Michèle, une modeste employée de la RATP, alors mère de trois filles mineures, trois gamines abandonnées par un père indigne qui refusait de les reconnaître, se tenait debout et tremblante devant le juge d’instruction.
– Mais, Monsieur le juge, je ne suis pas coupable ! C’est votre loi qui est coupable !
Le juge lui ordonna de se taire sous peine d’une deuxième inculpation pour outrage à magistrat. Non mais, une femme qui ose élever le ton, voire à vouloir confondre l’autorité masculine. Voyez-vous ça !!!
Le procès de Bobigny, d’octobre et novembre 1970, dans lequel furent impliquées Michèle et trois autres femmes, toutes de même conditions sociales modestes, pour avoir pratiqué une interruption illégale de grossesse sur une mineure, deviendra quatre ans plus tard par son extraordinaire retentissement et les controverses plus tonitruantes les unes que les autres, à l’origine de la loi Veil, une loi qui dépénalise l’interruption volontaire de grossesse, l’IVG.

CONSIGNE — Recopiez fidèlement le passage du texte sur le procès de Bobigny qui s'ouvre sur les mots « Le juge lui » et s'achève sur « Voyez-vous ça !!! ».

ENTRÉES EXTRAITES —
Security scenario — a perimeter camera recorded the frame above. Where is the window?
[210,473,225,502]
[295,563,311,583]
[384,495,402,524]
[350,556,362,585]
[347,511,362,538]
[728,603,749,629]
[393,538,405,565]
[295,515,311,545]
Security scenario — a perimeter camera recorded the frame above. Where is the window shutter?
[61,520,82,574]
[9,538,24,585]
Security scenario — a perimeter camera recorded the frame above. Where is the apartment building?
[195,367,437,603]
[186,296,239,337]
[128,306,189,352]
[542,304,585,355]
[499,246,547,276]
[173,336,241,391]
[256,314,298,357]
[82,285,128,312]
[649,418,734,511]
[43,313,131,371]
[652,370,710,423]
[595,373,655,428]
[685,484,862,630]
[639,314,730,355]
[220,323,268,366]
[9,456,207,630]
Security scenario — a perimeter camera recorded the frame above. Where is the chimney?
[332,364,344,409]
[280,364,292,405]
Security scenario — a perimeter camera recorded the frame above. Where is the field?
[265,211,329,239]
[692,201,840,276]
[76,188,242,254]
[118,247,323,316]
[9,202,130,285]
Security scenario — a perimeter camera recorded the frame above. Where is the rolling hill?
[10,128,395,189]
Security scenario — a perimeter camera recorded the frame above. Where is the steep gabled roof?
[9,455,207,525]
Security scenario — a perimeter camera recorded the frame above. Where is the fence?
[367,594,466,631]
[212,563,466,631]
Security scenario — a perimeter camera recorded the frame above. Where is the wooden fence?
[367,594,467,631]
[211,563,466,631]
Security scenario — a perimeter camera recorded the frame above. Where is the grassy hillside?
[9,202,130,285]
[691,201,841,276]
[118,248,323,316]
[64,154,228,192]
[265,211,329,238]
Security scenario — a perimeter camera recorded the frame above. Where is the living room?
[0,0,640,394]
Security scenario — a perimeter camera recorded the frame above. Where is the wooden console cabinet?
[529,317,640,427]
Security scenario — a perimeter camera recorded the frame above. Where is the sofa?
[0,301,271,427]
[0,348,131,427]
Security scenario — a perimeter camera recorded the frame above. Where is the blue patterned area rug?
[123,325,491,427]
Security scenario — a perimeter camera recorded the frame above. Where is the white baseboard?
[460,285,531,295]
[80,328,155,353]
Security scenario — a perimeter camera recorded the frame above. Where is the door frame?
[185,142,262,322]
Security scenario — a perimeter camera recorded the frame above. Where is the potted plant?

---

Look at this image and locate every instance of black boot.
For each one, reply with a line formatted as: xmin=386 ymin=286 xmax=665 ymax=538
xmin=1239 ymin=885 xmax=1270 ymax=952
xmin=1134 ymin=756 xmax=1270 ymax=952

--

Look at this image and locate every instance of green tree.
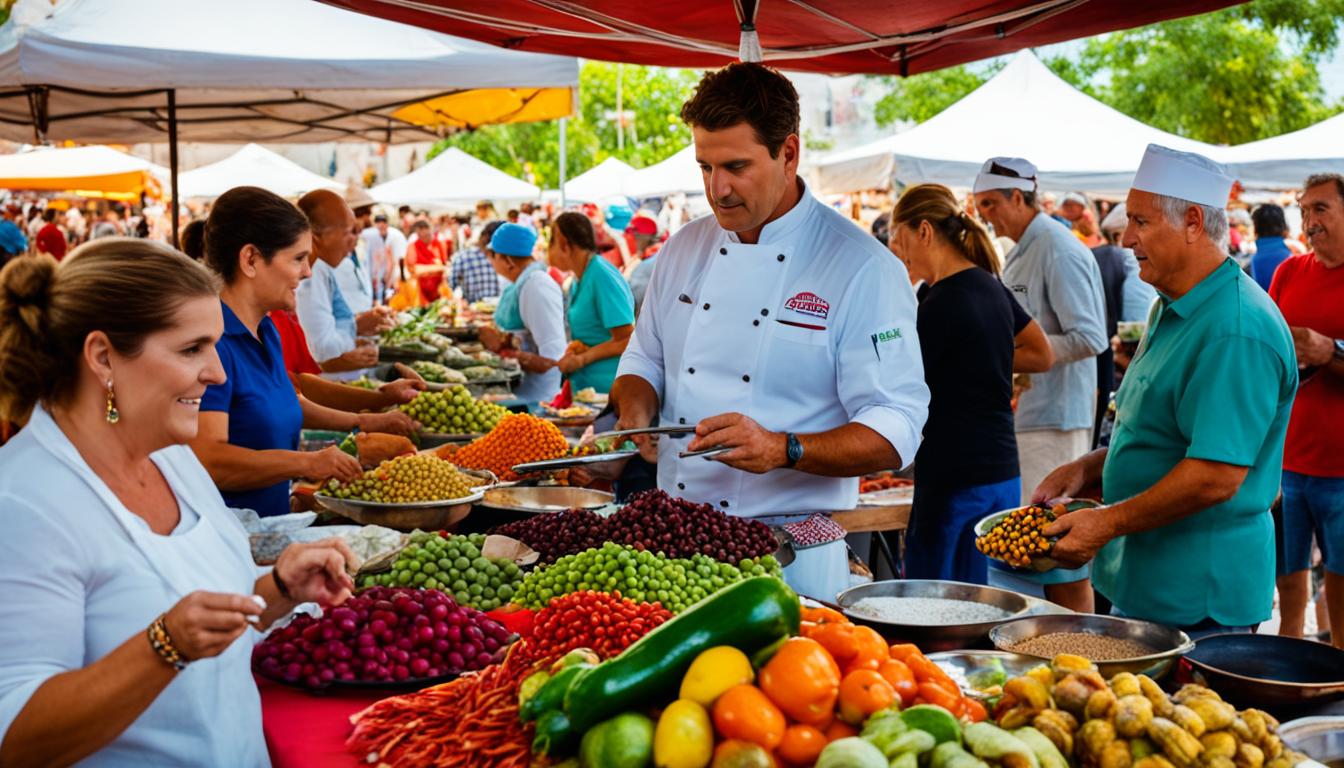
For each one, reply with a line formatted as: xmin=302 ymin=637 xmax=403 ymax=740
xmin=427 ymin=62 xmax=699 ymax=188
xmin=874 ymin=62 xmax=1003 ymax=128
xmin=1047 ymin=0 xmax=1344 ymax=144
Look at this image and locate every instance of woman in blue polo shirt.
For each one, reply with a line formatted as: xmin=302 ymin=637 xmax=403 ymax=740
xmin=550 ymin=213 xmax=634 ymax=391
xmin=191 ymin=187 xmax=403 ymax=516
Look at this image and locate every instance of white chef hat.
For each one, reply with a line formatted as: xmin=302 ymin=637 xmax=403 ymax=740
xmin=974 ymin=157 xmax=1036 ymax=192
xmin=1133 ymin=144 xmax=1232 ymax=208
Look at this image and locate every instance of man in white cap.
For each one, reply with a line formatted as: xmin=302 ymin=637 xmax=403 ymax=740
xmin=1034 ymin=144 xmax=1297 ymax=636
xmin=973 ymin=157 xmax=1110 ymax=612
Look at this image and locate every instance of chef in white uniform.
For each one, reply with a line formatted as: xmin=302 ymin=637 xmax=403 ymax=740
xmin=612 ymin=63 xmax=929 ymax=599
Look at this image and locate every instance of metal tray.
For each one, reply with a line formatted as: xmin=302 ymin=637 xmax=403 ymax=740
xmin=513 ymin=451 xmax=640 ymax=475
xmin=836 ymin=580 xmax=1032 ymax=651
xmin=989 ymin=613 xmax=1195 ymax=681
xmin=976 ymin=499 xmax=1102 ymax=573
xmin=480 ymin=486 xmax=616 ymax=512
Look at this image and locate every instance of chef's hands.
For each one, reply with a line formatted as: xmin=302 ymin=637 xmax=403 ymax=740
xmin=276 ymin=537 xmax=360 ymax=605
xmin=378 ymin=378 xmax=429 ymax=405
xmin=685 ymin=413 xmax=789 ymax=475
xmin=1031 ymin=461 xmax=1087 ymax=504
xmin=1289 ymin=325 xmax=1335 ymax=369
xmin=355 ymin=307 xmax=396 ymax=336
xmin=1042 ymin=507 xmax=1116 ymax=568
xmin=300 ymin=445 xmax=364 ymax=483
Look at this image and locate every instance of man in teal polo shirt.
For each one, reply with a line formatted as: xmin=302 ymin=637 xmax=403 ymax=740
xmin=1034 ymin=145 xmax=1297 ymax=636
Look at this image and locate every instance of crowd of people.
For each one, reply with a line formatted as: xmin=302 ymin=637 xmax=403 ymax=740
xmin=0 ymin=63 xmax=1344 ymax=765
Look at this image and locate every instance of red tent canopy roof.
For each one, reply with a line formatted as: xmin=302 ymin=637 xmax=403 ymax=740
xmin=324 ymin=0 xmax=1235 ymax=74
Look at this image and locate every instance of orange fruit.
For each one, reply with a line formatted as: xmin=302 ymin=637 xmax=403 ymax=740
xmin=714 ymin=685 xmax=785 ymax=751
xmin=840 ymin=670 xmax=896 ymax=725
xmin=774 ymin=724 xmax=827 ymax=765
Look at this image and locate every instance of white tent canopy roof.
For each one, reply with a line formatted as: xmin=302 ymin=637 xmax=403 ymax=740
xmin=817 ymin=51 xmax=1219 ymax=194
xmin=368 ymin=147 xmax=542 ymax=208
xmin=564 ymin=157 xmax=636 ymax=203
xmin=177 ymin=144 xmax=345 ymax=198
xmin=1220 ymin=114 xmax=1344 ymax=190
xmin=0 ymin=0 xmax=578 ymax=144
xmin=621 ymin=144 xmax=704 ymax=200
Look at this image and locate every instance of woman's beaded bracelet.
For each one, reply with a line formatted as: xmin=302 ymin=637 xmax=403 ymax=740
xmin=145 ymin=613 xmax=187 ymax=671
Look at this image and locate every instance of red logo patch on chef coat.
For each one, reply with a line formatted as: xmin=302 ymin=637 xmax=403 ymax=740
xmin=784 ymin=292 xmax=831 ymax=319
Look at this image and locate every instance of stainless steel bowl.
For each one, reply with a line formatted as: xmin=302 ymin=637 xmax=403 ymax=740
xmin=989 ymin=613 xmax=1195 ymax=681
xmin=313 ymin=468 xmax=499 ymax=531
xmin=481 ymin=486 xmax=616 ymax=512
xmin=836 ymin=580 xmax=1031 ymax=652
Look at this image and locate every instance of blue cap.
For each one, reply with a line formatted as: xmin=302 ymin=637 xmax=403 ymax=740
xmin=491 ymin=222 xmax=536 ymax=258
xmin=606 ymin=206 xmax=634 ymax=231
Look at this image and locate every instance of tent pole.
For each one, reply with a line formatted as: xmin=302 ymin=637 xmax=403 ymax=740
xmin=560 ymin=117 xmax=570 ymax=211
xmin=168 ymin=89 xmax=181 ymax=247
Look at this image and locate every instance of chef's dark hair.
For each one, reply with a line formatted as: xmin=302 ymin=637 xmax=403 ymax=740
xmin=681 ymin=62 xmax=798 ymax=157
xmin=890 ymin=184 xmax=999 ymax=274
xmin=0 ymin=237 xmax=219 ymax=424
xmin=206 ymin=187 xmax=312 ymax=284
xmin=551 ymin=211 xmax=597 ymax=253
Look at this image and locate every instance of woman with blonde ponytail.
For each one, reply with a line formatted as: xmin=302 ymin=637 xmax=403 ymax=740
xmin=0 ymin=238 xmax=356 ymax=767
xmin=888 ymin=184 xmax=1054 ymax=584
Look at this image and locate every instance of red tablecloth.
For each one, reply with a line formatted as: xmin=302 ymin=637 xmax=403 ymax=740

CORRIGÉ —
Le juge lui ordonna de se taire sous peine d’une deuxième inculpation pour outrage à magistrat. Non mais, une femme qui ose élever le ton, voire à vouloir confondre l’autorité masculine. Voyez-vous ça !!!